---------- Source excerpt ----------
Forgive my intrusion into your discussion! I doubt my comments will be useful, as I am not that bright, but I would like to try to make a double-headed point.
There seems to be a difference of opinion on how to apply the virtue of obedience to one\'s spiritual father in the modern world. It is a slight difference, one of nuance more than substance, but a difference nonetheless.
Yes, monks and nuns are expected to be more obedient to their spiritual father/elder(ess) than secular Orthodox Christians. But it also depends on the type of spiritual father one is dealing with. Now, I have to emphasize here that AS I UNDERSTAND THE TERMS, (I say this because I don’t want to get bombarded with contrary comments – just suffice it to say that there can be some variation in the definitions!) a spiritual father is a more general term for a spiritual guide, and can encompass all of the following: confessor, pastor, abbot/abbess and elder (starets/geronda). Of course, these four types of persons are not all the same and therefore one’s relationship with and obedience to will not all be the same.
----------
▶ List of tasks:
[1] In the comment on obedience to a spiritual father, what four types of persons can the term "spiritual father" cover?
[2] Extend the comment on obedience to a spiritual father, starting right after its final sentence.
The records have nothing to do with the comment on obedience to a spiritual father.
---------- Raw data ----------
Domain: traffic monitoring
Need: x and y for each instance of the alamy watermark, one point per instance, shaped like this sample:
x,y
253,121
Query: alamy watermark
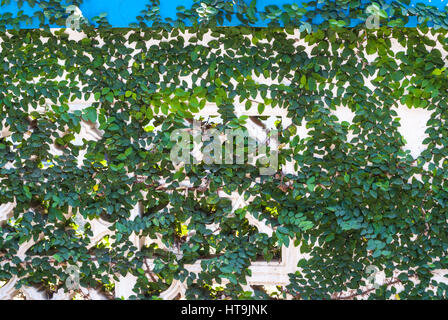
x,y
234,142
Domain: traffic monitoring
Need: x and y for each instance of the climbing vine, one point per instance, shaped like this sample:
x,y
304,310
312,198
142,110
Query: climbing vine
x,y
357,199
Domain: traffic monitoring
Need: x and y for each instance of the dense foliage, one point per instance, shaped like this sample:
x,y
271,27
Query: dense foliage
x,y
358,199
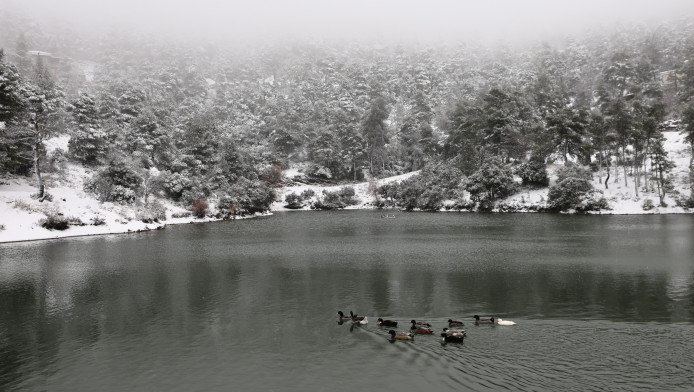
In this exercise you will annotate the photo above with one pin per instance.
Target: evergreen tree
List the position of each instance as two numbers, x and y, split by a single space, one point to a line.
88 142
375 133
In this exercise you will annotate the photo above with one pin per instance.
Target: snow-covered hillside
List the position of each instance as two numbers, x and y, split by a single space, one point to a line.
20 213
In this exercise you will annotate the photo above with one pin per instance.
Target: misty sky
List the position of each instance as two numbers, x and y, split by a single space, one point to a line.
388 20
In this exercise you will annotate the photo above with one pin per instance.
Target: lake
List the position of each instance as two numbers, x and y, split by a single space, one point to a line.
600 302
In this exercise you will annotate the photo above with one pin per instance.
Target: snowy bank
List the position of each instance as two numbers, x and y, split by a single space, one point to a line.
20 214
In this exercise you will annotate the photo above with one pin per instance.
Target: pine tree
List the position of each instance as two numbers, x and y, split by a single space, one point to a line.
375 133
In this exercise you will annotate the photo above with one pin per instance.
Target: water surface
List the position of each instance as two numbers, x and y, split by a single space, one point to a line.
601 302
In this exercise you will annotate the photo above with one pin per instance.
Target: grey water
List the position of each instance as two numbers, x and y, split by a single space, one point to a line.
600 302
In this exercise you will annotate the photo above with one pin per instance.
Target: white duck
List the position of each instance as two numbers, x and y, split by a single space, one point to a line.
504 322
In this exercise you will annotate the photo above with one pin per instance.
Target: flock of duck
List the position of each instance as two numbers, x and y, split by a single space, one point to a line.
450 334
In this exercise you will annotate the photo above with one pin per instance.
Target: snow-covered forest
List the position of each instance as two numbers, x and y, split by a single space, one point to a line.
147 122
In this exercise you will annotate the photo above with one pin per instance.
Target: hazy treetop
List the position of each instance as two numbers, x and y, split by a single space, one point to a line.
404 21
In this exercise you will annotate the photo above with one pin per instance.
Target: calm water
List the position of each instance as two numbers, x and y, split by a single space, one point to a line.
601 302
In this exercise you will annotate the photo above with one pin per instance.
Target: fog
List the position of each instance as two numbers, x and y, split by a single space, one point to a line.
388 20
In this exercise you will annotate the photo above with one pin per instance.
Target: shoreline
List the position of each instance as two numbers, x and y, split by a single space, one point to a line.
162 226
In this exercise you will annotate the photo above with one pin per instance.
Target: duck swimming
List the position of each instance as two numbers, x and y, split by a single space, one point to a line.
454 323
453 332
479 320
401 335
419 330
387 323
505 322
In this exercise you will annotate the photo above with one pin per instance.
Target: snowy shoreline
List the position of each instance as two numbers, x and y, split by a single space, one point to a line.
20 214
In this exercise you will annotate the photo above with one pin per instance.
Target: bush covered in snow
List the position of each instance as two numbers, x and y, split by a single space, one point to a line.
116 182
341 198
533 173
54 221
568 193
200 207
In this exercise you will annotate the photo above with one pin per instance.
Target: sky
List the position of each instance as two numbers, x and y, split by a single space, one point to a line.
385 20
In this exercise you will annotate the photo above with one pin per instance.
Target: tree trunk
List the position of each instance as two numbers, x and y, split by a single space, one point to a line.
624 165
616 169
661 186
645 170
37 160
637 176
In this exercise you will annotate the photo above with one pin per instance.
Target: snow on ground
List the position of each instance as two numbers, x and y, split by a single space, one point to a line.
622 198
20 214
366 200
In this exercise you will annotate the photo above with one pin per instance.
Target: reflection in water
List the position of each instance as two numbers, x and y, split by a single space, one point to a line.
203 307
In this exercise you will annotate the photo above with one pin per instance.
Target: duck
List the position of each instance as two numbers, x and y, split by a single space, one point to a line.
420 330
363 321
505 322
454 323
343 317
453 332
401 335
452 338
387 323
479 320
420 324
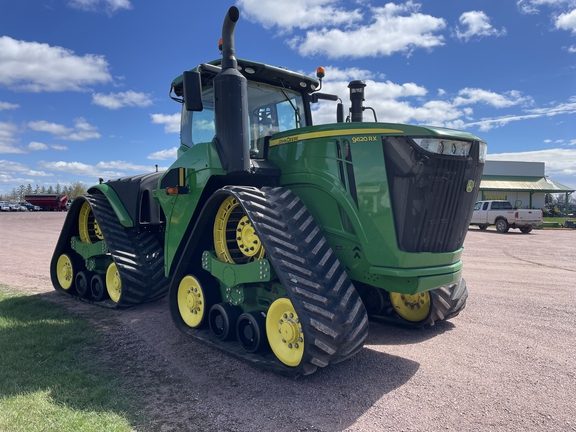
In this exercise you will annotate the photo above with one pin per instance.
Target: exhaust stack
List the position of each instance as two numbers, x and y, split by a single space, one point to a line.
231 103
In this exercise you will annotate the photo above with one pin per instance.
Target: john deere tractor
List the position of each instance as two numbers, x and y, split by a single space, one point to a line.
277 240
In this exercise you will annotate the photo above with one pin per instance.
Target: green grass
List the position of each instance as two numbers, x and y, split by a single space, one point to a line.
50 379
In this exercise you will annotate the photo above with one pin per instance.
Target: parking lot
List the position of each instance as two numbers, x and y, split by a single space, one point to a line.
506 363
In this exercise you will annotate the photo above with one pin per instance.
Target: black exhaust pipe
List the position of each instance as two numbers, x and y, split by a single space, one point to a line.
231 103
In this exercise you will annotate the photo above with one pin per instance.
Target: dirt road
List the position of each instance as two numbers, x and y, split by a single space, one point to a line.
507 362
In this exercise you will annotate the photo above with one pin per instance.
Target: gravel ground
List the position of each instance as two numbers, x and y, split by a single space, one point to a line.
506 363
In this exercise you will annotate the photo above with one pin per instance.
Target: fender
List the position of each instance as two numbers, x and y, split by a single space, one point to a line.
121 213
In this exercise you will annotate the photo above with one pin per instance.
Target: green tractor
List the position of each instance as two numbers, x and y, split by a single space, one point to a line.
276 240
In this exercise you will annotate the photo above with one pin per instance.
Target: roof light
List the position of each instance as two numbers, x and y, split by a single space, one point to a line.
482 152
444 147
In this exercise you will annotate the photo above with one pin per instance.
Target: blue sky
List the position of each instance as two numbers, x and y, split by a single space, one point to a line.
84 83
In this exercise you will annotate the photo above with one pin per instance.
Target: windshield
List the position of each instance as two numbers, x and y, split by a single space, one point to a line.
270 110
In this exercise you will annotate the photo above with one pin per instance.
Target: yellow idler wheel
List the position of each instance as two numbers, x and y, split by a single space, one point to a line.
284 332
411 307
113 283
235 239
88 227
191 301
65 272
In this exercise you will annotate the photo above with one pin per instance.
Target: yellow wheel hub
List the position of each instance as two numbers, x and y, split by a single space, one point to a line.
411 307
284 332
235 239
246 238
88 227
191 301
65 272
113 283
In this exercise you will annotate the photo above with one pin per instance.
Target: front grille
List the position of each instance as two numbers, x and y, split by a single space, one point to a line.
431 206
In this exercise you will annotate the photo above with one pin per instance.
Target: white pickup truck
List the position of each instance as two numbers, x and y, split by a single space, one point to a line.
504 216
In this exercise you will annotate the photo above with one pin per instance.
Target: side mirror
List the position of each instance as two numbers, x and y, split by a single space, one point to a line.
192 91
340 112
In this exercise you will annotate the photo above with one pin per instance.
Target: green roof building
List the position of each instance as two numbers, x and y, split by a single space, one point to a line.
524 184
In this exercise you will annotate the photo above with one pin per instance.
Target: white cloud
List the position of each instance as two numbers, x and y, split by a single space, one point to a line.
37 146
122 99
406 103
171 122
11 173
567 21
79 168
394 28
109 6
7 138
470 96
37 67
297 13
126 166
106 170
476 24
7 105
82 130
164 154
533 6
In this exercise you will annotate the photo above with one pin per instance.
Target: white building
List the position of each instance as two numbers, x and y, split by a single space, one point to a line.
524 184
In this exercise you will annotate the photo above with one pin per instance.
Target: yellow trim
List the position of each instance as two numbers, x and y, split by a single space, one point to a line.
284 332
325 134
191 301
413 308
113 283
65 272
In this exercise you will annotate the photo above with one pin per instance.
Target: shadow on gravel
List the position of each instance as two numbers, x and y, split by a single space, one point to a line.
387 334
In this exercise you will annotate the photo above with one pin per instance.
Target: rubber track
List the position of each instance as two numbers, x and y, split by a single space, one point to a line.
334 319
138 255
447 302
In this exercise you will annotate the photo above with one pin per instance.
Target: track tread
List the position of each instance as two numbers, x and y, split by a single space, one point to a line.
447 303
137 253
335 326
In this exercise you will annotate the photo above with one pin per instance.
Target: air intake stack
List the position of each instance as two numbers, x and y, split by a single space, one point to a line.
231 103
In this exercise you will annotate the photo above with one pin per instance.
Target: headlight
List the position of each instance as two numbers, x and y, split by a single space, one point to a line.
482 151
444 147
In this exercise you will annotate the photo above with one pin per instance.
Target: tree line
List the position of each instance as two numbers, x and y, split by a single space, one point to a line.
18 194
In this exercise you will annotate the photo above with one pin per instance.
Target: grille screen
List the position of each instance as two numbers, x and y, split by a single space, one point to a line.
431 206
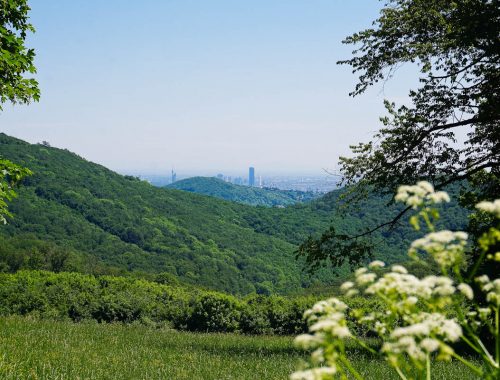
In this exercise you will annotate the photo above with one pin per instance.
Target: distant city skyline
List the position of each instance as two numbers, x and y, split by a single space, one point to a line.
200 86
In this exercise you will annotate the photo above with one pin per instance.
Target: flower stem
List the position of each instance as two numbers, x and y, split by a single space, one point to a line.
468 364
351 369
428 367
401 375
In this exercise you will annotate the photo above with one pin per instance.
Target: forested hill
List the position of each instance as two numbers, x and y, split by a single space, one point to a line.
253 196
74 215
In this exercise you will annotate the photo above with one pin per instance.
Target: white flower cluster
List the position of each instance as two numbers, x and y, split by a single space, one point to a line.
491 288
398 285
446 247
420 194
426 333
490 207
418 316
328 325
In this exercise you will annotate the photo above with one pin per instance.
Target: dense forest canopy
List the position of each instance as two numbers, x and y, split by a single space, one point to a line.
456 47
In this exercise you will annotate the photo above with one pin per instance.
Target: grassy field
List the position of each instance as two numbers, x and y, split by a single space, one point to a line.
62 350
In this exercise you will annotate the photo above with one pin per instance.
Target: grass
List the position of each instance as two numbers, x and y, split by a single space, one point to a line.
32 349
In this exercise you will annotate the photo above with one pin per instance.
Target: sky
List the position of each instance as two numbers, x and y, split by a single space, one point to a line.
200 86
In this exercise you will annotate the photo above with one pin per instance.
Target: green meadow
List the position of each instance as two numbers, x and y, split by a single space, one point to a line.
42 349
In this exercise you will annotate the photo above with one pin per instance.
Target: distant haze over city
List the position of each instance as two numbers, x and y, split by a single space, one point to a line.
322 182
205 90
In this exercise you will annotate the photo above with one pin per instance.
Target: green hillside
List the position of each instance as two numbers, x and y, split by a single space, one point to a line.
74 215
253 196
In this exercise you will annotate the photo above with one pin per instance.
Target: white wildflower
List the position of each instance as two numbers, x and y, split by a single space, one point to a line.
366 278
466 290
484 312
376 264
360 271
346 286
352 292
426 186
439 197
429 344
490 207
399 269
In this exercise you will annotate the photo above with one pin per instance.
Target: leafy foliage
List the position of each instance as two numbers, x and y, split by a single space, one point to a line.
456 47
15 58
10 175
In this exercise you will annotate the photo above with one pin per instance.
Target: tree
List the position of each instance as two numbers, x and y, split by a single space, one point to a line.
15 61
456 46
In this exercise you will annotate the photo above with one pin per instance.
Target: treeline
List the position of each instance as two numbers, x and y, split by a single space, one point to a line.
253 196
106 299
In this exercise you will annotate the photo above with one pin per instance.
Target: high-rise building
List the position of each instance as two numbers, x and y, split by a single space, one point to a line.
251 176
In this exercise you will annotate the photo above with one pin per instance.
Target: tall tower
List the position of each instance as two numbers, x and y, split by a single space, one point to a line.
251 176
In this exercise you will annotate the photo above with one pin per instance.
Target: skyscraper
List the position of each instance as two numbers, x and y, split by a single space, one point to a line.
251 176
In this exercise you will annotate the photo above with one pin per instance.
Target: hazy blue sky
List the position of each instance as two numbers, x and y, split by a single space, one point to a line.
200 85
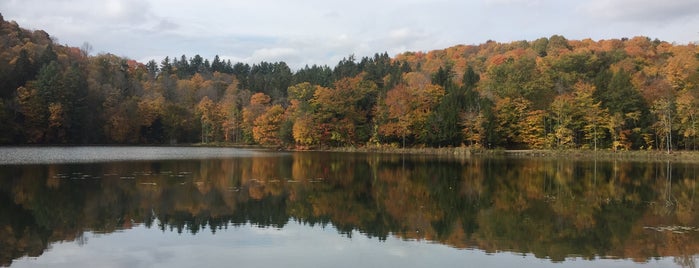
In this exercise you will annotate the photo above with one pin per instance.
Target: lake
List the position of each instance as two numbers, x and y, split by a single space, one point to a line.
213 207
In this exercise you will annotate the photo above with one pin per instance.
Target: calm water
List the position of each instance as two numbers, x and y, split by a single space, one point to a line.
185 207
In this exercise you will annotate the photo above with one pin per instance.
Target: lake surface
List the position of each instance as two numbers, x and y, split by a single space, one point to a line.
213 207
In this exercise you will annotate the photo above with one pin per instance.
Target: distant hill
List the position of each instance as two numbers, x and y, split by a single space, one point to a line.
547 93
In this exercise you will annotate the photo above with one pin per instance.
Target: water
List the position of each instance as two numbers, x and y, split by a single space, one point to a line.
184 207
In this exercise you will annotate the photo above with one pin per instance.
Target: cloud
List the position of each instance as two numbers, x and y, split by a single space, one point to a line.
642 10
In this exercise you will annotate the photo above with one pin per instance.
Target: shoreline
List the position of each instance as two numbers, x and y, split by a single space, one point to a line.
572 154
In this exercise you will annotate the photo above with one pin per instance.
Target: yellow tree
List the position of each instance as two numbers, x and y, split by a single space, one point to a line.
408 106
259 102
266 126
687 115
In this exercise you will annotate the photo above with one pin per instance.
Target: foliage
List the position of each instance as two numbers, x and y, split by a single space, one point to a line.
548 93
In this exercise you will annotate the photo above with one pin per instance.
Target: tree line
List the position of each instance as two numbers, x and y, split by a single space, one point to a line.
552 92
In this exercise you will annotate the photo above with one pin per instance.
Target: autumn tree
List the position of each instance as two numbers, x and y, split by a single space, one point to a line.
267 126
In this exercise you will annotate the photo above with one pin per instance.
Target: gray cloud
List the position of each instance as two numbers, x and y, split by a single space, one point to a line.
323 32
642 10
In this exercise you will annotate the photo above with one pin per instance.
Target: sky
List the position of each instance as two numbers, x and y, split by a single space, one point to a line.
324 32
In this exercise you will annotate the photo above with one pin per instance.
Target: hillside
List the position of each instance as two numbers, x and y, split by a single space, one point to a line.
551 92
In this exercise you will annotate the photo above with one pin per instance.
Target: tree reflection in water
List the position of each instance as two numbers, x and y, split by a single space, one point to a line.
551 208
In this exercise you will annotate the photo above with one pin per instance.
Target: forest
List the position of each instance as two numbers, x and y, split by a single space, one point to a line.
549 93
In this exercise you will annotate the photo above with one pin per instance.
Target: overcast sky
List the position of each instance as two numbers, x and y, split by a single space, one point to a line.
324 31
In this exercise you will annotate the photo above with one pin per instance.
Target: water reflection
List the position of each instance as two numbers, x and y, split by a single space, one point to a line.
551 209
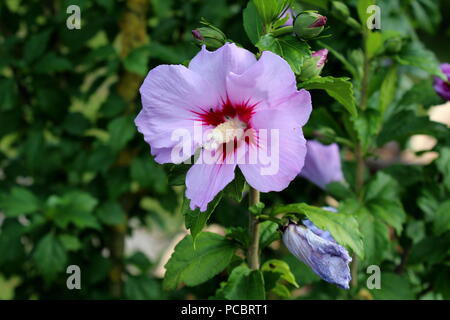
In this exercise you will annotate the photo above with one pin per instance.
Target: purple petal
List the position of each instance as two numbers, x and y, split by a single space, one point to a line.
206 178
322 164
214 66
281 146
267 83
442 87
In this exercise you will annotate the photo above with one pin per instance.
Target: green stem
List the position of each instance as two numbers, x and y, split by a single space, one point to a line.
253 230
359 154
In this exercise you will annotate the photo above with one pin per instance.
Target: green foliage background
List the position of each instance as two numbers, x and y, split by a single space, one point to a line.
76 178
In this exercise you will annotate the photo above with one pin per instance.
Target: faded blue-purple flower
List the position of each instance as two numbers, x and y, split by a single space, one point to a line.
----------
▶ Responses by task:
[1] Confessor, pastor, abbot/abbess, and elder (starets/geronda).

[2]
Now here’s an important phrase – “relationship with” – so much depends on your relationship with the spiritual father in question. Are you a monk/nun? Is this priest your mysterial confessor? Do you “hang out” with him/her enjoying each others friendship? Is this a priest that you speak to once or twice a year when you go to (a rare) confession before (a rare) communion? These are things that should be considered.
As I’ve previously said, monks and nuns are expected to maintain a higher level of obedience. Also, if your confessor imposes an epitemia on you with regards to something in confession, then obedience to that is obviously required. Now, interestingly enough, a spiritual father that knows you well enough to be considered your friend, as well as spiritual father, is someone to be heeded even more carefully (this is a point that is easily misunderstood because some will think this leads to unnecessary leniency because a spiritual father will “take it easy” on his friends. No spiritual father worth the term will do so!). Also, if you do not go to Church regularly, you probably don’t have a spiritual father.
It should be understood that if someone is parading around as a spiritual father demanding the same level of obedience from the general laity as would be given by monastics, they are a charlatan and should not be listened to. However, they should be prayed for, and treated with pity and compassion, as they are very likely victims of “prelest” or “plany”, and not openly disdained and/or ridiculed.
To sum up my point, there are varying levels of obedience depending on what type of spiritual father/mother you are talking about, and what kind of relationship you have with him/her. With my apologies for belabouring a couple turns of phrases, but, these are “snowflake” situations that do not come out of “sausage machines”.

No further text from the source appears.